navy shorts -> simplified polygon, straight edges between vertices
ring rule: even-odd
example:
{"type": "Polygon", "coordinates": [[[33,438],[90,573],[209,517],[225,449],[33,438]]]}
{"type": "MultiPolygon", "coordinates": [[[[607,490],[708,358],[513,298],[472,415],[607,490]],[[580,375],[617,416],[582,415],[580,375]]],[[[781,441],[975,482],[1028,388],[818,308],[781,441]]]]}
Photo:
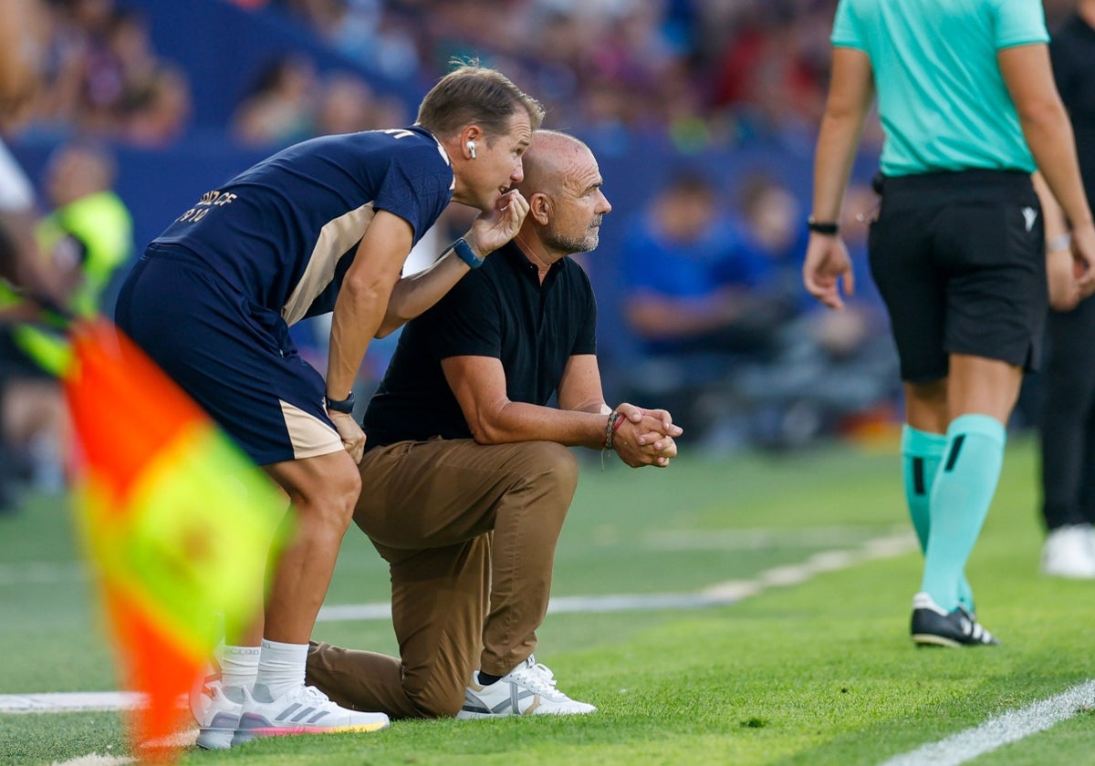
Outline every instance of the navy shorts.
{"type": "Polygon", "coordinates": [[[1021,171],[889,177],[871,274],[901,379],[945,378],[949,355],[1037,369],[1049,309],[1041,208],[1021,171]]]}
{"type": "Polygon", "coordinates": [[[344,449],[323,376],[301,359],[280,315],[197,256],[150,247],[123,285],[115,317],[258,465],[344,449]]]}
---
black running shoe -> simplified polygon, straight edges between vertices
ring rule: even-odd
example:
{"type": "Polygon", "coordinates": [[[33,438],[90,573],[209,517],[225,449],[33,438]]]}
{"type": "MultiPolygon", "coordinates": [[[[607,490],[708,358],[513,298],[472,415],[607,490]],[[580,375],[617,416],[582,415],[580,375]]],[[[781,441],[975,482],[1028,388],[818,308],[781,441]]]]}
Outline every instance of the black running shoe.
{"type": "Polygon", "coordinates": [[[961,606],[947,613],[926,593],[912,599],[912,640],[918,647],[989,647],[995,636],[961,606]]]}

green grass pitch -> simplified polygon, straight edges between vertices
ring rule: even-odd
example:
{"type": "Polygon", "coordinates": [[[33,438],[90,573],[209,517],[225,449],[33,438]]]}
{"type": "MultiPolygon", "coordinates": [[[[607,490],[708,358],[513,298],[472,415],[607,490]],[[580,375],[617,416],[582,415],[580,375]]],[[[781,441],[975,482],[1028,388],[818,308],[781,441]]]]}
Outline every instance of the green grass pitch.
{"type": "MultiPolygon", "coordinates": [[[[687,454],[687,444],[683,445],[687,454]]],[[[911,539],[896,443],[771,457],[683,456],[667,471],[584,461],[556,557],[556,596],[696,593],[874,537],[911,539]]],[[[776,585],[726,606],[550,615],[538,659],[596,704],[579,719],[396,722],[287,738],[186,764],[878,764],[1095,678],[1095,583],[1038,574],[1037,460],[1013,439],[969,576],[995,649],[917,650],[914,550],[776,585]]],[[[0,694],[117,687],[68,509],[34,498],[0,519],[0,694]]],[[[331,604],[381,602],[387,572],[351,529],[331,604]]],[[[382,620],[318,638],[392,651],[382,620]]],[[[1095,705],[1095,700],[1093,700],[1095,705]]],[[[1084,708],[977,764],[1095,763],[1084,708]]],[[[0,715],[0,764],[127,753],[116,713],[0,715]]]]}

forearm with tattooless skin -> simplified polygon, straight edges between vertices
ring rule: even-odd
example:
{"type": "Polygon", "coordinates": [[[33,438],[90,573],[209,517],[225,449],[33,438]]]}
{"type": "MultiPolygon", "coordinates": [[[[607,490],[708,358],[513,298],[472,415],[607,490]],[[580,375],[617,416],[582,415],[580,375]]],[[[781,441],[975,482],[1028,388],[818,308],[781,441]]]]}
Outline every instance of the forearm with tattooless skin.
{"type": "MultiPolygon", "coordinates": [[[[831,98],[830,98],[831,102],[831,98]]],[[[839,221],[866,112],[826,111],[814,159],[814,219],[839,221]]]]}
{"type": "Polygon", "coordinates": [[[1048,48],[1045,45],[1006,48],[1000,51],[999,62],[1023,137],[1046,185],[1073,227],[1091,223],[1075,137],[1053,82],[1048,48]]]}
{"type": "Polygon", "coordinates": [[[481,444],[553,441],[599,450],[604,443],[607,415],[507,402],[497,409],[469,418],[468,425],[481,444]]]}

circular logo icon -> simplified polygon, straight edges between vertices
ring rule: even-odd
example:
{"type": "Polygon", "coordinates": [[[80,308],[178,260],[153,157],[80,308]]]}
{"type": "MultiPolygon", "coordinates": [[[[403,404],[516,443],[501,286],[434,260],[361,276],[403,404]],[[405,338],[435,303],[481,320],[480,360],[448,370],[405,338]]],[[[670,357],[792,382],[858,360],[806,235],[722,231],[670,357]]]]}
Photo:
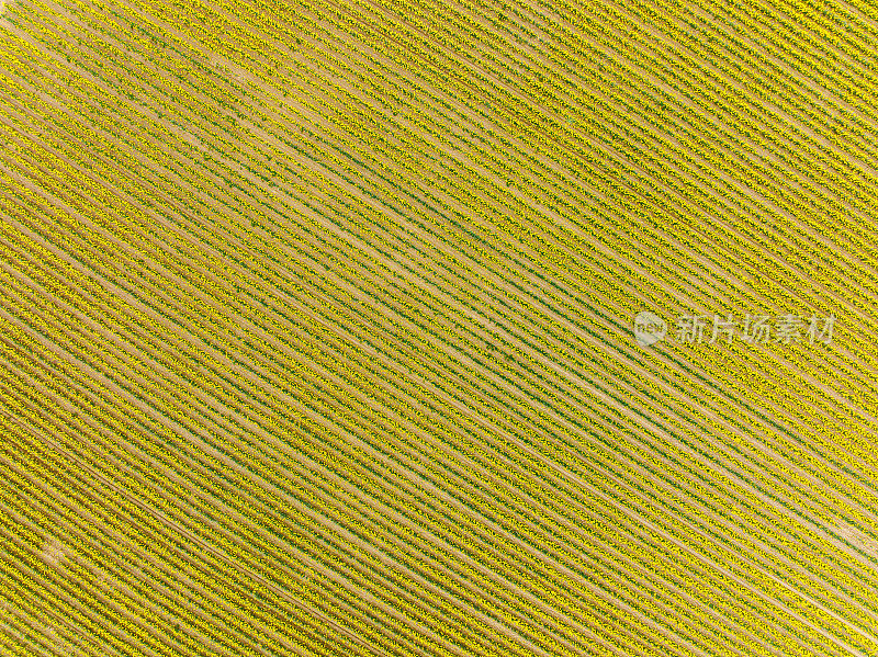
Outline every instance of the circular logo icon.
* * *
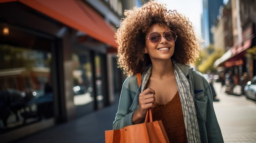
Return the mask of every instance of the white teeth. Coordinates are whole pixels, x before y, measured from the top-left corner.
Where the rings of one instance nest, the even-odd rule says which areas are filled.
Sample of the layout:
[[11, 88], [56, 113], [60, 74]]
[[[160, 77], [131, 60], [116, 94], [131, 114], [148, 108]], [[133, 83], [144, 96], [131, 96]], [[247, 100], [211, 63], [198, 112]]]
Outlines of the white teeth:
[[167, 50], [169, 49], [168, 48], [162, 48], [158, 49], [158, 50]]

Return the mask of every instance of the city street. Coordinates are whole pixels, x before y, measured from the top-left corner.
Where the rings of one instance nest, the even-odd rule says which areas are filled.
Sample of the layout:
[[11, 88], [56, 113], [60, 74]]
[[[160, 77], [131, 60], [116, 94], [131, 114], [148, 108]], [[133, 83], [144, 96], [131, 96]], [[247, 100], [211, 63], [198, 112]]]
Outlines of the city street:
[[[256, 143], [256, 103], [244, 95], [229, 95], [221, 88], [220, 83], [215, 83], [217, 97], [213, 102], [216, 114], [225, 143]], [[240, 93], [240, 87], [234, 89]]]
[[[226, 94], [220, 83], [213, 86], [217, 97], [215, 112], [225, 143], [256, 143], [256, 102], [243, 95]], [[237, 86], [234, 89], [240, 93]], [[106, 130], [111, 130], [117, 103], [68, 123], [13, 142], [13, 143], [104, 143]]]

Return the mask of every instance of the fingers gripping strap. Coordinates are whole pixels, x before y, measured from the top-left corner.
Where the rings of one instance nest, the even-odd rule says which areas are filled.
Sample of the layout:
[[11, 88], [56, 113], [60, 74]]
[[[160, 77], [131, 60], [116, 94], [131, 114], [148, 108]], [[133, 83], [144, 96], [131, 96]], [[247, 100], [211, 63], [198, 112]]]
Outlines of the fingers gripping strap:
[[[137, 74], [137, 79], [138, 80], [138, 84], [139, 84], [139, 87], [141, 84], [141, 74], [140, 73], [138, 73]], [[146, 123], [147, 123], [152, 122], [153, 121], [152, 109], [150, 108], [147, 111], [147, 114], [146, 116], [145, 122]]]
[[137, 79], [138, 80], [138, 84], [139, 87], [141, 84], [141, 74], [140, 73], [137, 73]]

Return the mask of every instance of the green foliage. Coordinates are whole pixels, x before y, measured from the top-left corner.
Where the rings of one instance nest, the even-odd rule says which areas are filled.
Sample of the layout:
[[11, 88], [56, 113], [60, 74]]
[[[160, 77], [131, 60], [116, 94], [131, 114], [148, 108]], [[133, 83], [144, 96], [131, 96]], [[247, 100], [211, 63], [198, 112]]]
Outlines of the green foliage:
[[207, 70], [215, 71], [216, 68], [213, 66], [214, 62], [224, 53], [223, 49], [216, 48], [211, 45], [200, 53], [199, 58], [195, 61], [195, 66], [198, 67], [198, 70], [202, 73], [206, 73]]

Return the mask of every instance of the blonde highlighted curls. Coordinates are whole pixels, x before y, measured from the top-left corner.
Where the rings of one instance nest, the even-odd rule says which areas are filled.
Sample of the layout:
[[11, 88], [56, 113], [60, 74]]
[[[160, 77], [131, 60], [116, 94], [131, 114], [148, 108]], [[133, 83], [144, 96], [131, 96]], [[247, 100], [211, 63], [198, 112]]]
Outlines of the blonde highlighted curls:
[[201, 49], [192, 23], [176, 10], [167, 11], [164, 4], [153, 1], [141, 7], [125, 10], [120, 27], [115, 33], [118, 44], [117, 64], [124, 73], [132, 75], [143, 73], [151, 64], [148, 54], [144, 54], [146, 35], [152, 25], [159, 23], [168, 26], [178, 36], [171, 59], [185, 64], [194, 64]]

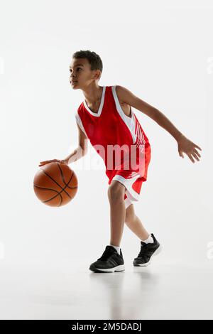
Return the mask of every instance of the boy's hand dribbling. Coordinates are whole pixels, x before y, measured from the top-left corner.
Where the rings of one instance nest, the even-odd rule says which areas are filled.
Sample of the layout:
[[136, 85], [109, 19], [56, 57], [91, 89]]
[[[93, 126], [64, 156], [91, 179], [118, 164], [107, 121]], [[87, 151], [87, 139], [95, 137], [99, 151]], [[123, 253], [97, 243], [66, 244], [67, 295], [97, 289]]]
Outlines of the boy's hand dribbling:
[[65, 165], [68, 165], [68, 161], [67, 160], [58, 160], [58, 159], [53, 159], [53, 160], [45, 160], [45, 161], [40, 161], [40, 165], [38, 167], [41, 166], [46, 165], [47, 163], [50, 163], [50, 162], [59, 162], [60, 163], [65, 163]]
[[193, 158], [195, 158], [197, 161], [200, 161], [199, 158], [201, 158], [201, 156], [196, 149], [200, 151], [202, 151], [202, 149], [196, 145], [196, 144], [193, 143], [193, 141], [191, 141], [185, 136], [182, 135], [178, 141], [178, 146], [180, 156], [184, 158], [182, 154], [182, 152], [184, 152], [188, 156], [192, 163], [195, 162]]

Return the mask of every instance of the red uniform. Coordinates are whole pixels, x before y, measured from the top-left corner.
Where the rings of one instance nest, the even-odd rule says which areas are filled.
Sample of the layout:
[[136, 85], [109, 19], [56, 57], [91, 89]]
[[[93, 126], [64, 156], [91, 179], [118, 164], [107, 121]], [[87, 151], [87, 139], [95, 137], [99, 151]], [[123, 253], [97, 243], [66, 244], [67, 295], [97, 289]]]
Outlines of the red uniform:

STATED TASK.
Present the listing lines above as a numbered list, starting at the line containing "Return the mask of every instance of the boy's" and ending at the line containing "Outlines of the red", with both included. Leave out any blank lines.

RESPONSE TO THE TASK.
1. Return the mask of every instance of the boy's hand dribbling. Coordinates are whole pixels, x before y, measured from the top-left corner.
2. Where the rings of one instance nest, the even-odd rule says which areas are filled.
3. Sample of the layout:
4. [[136, 85], [109, 19], [56, 57], [91, 89]]
5. [[[93, 126], [64, 156], [91, 179], [118, 164], [107, 121]], [[87, 151], [87, 139], [95, 137], [99, 151]], [[123, 253], [97, 243], [66, 244], [67, 295], [97, 289]]]
6. Outlines of the boy's hand dribbling:
7. [[65, 165], [68, 165], [68, 161], [67, 160], [58, 160], [58, 159], [53, 159], [53, 160], [45, 160], [45, 161], [40, 161], [40, 165], [38, 167], [41, 166], [46, 165], [47, 163], [50, 163], [50, 162], [59, 162], [60, 163], [65, 163]]
8. [[193, 158], [195, 158], [197, 161], [200, 161], [199, 158], [201, 158], [201, 156], [196, 149], [200, 151], [202, 151], [202, 149], [196, 145], [196, 144], [193, 143], [193, 141], [191, 141], [185, 136], [182, 135], [178, 141], [178, 146], [180, 156], [184, 158], [182, 154], [182, 152], [184, 152], [188, 156], [192, 163], [195, 162]]
9. Return the mask of every instance of the red uniform. Coordinates are whole pixels, x before y, measured from the top-left corner.
10. Where the rings of one instance nest, the even-odd rule says which areas are filled.
11. Sample of the layout:
12. [[136, 85], [109, 19], [56, 57], [91, 89]]
13. [[[93, 126], [64, 156], [91, 179], [118, 164], [107, 121]], [[87, 151], [87, 139], [95, 137], [99, 151]], [[123, 253], [97, 243], [66, 244], [67, 295], [97, 289]]]
14. Outlines of the red uniform:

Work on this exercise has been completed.